Written exercise: Reproduce all of the data below line for line, changing nothing.

Available data:
------
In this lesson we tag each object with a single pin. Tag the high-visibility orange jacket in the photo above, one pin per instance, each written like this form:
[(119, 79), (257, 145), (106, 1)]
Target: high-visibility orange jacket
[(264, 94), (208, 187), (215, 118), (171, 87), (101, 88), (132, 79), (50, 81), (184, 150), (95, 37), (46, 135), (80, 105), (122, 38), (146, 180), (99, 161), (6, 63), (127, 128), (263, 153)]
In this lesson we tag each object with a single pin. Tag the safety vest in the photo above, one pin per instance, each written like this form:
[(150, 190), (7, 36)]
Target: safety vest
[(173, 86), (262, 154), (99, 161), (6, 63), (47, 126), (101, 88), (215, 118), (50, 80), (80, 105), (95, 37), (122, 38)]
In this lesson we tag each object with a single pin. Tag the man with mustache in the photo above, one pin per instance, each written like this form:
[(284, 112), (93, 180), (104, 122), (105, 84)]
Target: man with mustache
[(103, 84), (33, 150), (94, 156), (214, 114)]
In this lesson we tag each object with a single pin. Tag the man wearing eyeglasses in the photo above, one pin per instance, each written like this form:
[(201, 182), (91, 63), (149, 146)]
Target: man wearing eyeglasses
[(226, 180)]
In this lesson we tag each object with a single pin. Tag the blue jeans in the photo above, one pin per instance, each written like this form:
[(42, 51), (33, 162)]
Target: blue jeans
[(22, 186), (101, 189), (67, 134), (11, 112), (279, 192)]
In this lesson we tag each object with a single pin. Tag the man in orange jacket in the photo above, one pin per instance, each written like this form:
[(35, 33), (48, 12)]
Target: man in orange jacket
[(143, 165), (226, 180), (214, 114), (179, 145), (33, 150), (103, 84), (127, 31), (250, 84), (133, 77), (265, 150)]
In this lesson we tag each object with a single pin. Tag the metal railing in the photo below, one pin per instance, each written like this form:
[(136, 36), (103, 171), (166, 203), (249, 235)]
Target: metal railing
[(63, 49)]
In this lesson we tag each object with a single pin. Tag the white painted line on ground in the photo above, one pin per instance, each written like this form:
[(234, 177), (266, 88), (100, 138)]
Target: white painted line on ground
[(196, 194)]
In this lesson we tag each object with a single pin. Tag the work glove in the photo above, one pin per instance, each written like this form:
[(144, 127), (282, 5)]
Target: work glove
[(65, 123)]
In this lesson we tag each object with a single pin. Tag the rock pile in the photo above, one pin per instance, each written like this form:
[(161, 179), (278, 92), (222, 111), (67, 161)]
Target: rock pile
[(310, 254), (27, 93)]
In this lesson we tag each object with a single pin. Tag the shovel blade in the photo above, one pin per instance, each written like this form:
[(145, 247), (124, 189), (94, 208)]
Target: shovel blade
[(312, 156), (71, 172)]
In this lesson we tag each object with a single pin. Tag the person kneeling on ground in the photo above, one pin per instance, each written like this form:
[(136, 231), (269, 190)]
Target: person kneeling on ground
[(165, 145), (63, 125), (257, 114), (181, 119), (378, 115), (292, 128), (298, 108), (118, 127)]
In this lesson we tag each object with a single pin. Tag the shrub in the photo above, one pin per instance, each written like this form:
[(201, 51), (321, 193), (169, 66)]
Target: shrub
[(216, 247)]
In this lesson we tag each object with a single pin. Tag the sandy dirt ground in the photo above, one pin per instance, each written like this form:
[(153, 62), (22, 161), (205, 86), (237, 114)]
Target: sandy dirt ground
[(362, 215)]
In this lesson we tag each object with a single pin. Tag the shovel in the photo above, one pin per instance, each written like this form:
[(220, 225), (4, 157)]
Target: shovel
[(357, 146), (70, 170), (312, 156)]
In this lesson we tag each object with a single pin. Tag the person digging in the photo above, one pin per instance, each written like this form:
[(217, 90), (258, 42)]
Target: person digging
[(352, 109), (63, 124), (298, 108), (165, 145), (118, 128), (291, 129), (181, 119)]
------
Solution to the problem:
In this lesson we tag each object with a single pin. Tag the high-visibility orange jacket in the photo above, one pin per instance, each written like this form:
[(119, 79), (257, 145), (106, 1)]
Target: high-visibility orange jacket
[(264, 94), (208, 187), (215, 118), (171, 87), (101, 88), (132, 79), (50, 81), (184, 150), (95, 37), (46, 135), (80, 105), (122, 38), (146, 180), (99, 161), (6, 63), (127, 128), (263, 153)]
In this lesson we tag each object with a single pin. Tag the safety vest in the photo above, one pin per instance, each written like this form:
[(150, 190), (7, 36)]
Target: safety vest
[(173, 86), (262, 154), (99, 161), (6, 63), (47, 126), (101, 88), (215, 118), (50, 80), (80, 105), (95, 37), (122, 38)]
In this lesson we tag each object with a single pin. Tag the man with mustache in the photo above, one pin per instance, each written like this form:
[(284, 112), (93, 180), (104, 122), (105, 84)]
Target: man with mustache
[(103, 84), (33, 150), (94, 156), (214, 114)]
In this lesson we tag each object with a single pin. Tag the man wearing eyeglasses in the photo above, one pin per instance, each written like this form:
[(201, 182), (91, 63), (149, 146)]
Target: man wearing eyeglasses
[(226, 180)]
In this lesson we tag each object with a single pin. Tag the blue jeans in the photo above, one pin per instance, each written like this form:
[(42, 51), (33, 162)]
Target: blue jeans
[(22, 186), (101, 189), (67, 134), (11, 112), (279, 192)]
In this lesson we tag each object with a single pin. Tag the man in orange jacket in the photo above, one pin per instance, each written like this form:
[(35, 33), (48, 12)]
Target: man in orange jacket
[(143, 165), (226, 180), (214, 114), (179, 145), (33, 150), (103, 84), (127, 31), (250, 84), (133, 77), (265, 150)]
In this lesson we tag each object with a single pin. Tag the metal railing in the photo below, one pin per instance, each written like this form:
[(136, 36), (103, 171), (166, 203), (249, 235)]
Target: metal railing
[(63, 49)]
In this lesson we tag each object with a single pin. Tag the white painted line on ground in the photo above, one pin per instance, each written like this form:
[(234, 177), (266, 88), (100, 138)]
Target: white painted line on ground
[(196, 194)]
In this lesson we tag each object with a single pin. Tag the work glove in the photo above, one pin per instance, each written like this form:
[(144, 127), (282, 5)]
Target: work glove
[(65, 123)]
In this lesson we tag each object with a single pin. Tag the rock pile in the photo above, one pin per instance, each written like this form:
[(161, 179), (278, 92), (222, 111), (67, 161)]
Target: rock pile
[(310, 254), (27, 93)]
In this lesson we tag each object with a single pin. Tag the shovel blade in the photo above, one pin per instance, each written like this form:
[(145, 247), (124, 189), (94, 208)]
Target: shovel blade
[(312, 156), (71, 172)]
In this lesson we tag each object with a single pin. Tag the person kneeling on ground in the photo above, one pin per instance, each written like this form:
[(136, 231), (269, 190)]
Target: person kneeling on ground
[(165, 145), (63, 125), (257, 114), (181, 119), (378, 115), (292, 128), (298, 108), (118, 127)]
In this lesson we tag each object with a single pin. Tag the shrub in the photo above, one pin per instance, each written like this form:
[(201, 51), (321, 193), (169, 66)]
Target: shrub
[(216, 247)]
In this lesson we tag each object with a single pin. Tag the sandy dirt ground in the photo above, one pin per instance, each written like this form:
[(153, 62), (22, 161), (205, 86), (237, 114)]
Target: sandy dirt ground
[(362, 215)]
In this lesson we tag each object with a single pin. Tag the shovel in the photo above, one pin per instance, each written like this form:
[(220, 225), (4, 157)]
Target: shovel
[(357, 146), (70, 170), (312, 156)]
In this lesson we tag each object with a single pin. Tag the person digging in the photo above, one pin per instance, each written like this form:
[(217, 90), (258, 42)]
Target: person digging
[(352, 109), (63, 124), (298, 108), (165, 145), (118, 128), (291, 129), (181, 119)]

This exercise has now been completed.